-- START OF The records --

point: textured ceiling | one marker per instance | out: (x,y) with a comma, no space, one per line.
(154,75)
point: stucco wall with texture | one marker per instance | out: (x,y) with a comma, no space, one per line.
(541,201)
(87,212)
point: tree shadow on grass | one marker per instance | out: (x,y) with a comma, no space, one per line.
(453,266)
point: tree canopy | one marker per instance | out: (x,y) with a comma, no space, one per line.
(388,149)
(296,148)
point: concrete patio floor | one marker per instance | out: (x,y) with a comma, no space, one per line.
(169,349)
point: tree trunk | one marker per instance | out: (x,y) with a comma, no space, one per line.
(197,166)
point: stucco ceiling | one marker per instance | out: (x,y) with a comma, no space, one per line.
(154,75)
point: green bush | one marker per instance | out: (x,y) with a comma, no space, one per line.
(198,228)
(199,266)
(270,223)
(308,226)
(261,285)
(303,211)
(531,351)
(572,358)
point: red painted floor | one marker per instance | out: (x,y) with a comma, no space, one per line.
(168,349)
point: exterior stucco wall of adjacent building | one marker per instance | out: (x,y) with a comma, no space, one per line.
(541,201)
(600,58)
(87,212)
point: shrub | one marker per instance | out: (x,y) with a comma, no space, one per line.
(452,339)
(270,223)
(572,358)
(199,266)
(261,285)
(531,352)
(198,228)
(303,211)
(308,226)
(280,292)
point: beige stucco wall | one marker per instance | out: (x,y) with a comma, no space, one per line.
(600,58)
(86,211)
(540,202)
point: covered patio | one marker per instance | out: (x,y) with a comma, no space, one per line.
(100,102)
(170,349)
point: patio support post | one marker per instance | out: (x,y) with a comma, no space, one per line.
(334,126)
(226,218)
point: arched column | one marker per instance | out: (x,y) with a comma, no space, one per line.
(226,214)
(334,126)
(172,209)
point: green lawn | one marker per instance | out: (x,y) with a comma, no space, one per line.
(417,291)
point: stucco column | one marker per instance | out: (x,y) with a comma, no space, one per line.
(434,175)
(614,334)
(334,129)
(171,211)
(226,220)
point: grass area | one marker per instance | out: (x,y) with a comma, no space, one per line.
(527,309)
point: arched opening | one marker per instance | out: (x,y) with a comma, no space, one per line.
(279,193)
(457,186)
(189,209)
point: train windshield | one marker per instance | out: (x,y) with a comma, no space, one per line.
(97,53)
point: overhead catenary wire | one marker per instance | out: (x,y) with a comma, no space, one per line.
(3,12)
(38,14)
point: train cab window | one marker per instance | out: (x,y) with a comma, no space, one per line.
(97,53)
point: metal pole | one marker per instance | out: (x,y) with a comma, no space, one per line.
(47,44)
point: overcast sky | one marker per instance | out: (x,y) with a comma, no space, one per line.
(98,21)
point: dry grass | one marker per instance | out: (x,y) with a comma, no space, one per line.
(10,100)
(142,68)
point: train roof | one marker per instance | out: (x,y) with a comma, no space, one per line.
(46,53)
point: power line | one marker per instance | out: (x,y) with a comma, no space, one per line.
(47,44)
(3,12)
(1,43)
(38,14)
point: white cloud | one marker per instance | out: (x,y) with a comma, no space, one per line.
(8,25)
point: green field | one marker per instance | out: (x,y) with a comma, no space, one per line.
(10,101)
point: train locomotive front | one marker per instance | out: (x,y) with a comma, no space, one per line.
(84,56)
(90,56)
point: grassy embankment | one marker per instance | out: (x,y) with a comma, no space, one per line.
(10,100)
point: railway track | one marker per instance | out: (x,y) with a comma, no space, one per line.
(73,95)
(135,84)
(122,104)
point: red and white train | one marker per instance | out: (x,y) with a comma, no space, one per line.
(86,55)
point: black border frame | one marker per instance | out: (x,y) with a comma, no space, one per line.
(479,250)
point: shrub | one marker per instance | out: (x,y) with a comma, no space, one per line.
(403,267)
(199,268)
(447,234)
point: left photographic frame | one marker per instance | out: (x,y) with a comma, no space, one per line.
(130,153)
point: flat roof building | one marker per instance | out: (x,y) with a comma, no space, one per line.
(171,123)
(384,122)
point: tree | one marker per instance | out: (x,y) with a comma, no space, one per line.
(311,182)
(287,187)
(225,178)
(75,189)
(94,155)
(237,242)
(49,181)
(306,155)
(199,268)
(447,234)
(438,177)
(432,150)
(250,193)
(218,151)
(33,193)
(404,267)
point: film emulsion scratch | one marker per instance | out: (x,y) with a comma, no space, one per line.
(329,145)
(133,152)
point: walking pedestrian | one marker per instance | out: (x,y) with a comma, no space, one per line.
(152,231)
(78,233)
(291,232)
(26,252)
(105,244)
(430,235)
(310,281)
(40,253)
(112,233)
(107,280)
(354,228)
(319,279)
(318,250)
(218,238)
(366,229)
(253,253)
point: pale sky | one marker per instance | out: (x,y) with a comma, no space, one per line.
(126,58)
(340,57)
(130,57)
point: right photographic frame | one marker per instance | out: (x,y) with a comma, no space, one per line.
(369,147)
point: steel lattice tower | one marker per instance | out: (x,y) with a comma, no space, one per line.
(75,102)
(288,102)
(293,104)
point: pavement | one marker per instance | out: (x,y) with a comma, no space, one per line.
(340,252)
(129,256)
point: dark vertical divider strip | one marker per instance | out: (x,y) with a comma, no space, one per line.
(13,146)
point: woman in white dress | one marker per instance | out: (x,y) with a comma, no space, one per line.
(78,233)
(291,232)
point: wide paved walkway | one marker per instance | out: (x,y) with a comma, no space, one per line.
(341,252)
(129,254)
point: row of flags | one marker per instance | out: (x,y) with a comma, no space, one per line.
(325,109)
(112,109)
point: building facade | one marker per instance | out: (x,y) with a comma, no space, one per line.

-- END OF The records --

▶ [Exercise requirements]: Copy out the material above, swapping each "one marker per instance" for "one point per object" and leaving every other character unchanged.

▶ [Expected output]:
point: textured ceiling | one point per object | out: (x,y) with a comma, no space, one per line.
(154,75)
point: stucco wall with texture | one point per object | out: (x,y) with a comma, no space, one per line.
(541,201)
(87,212)
point: tree shadow on grass | one point per object | out: (x,y) with a comma, no space, one per line.
(453,266)
point: tree canopy | one point per object | out: (x,y) with a comma, no space, one per line.
(388,149)
(296,148)
point: concrete patio floor | one point per object | out: (x,y) with a comma, no space, one per line.
(169,349)
point: tree trunk | one point per object | out: (x,y) with a comma, no space, one per line.
(197,166)
point: stucco ceiling | one point per object | out: (x,y) with a comma, no space, one per line.
(154,75)
point: green bush | one point per object | out: (x,y) with a comma, no space, one per line.
(198,228)
(199,266)
(270,223)
(308,226)
(261,285)
(303,211)
(531,351)
(572,358)
point: red painted floor | one point per object | out: (x,y) with a comma, no space, one per line.
(168,349)
point: exterior stucco wall of adjacent building | one point per object | out: (x,y) with a comma, no space, one per line.
(541,201)
(600,58)
(87,212)
point: shrub | one point per object | out: (x,y) with a comma, no space, one per line.
(452,339)
(270,223)
(572,358)
(199,266)
(261,285)
(531,352)
(198,228)
(303,211)
(308,226)
(280,292)
point: beige stucco wall | one point per object | out: (x,y) with a comma, no space, one per line.
(600,58)
(86,211)
(540,202)
point: covered patio | one point per object | out: (x,y) with a comma, no space, one per line.
(100,102)
(170,349)
point: patio support post | one point per object | out: (x,y) with a comma, no space, one per line.
(334,126)
(226,218)
point: arched column | one point per object | out: (x,y) with a comma, no space, one per line.
(226,214)
(334,126)
(172,209)
point: green lawn | one point per object | out: (x,y) with a comma, no space, one per line.
(417,291)
point: stucco column | one point per object | out: (x,y) with a comma, no space, one per line.
(434,175)
(614,334)
(334,129)
(171,211)
(226,220)
point: grass area | one point per object | out: (x,y) with a comma, no space, one per line.
(527,309)
point: arched opening | one point per object | out: (x,y) with a comma, no space, one per line.
(279,193)
(457,186)
(189,209)
point: train windshield | one point per object | out: (x,y) with a comma, no space, one per line.
(97,53)
point: overhead catenary wire | one point per object | out: (x,y) with a comma, no space, one per line.
(3,12)
(38,14)
point: train cab window | one point per object | out: (x,y) with a comma, no space, one per line.
(97,53)
point: metal pole | one point per object | out: (x,y) with a comma, no space, one per line.
(47,44)
point: overcast sky | one point per object | out: (x,y) with a comma, no space, one per line.
(98,21)
point: dry grass | one point per object | out: (x,y) with a comma, no space, one per line.
(10,100)
(142,68)
point: train roof | one point per object | out: (x,y) with a comma, no space, one per line.
(46,53)
point: power line | one point per object | out: (x,y) with a comma, no space, one per line.
(47,44)
(3,12)
(1,43)
(38,14)
point: white cloud | one point per object | out: (x,y) with a comma, no space, one per line.
(8,25)
point: green field | one point per object | out: (x,y) with a comma, no space, one per line.
(10,101)
point: train locomotive front | one point per object | out: (x,y) with a comma, no space, one per line.
(84,56)
(90,56)
point: grassy embankment | one point per object | out: (x,y) with a comma, no space, one per line.
(10,100)
point: railway track | one point per object | out: (x,y) with a comma, no space, one per line.
(73,95)
(135,84)
(122,104)
point: red and white train | one point per object | out: (x,y) with a comma, no space, one per line.
(86,55)
point: black border frame | one point per object | out: (x,y) with a comma, no space, one per line.
(479,250)
point: shrub | one point per object | out: (x,y) with a comma, no space, one per line.
(403,267)
(199,268)
(447,234)
point: left photographic frame | one point per object | out: (x,y) with a comma, no space, one per line.
(130,153)
point: flat roof building | one point per object | out: (x,y) with a comma, no space, one per line.
(171,123)
(384,122)
point: tree | one point per object | out: (x,y) with a comma, no space, one per line.
(311,182)
(287,187)
(225,178)
(75,189)
(94,155)
(237,242)
(49,181)
(306,155)
(199,268)
(447,234)
(438,177)
(432,150)
(250,193)
(218,151)
(33,193)
(404,267)
point: film emulsion scratch | one point per object | out: (x,y) with a comma, no space, one per line.
(329,145)
(133,152)
point: walking pedestrian | one point per object | out: (x,y) with a comma, no space, one per line.
(152,231)
(78,233)
(291,232)
(26,252)
(105,244)
(430,235)
(310,281)
(40,253)
(112,233)
(107,280)
(354,228)
(319,279)
(318,250)
(218,238)
(366,229)
(253,253)
point: pale sky | one point per object | out: (x,y) with a comma, no space, one per line.
(126,58)
(340,57)
(130,57)
point: right photographic frame | one point per object | out: (x,y) with a comma, no space, one per line.
(369,147)
point: steel lattice tower | one point per object | out: (x,y) with a comma, no space, one per line.
(75,102)
(288,102)
(293,104)
point: pavement | one point per object | out: (x,y) with a comma, no space, one per line.
(340,252)
(129,256)
point: dark vertical divider strip | one point per object | out: (x,y) with a comma, no space, one per line.
(13,146)
point: woman in white dress | one point per object | out: (x,y) with a comma, no space, one per line.
(78,233)
(291,232)
point: wide paved walkway | one point per object | out: (x,y) with a comma, no space, one per line.
(341,252)
(129,254)
point: row of flags | one point per object | out: (x,y) with a comma, no space, one per line.
(325,109)
(112,109)
point: building facade | one point per object | out: (x,y) with a comma, no space, one per line.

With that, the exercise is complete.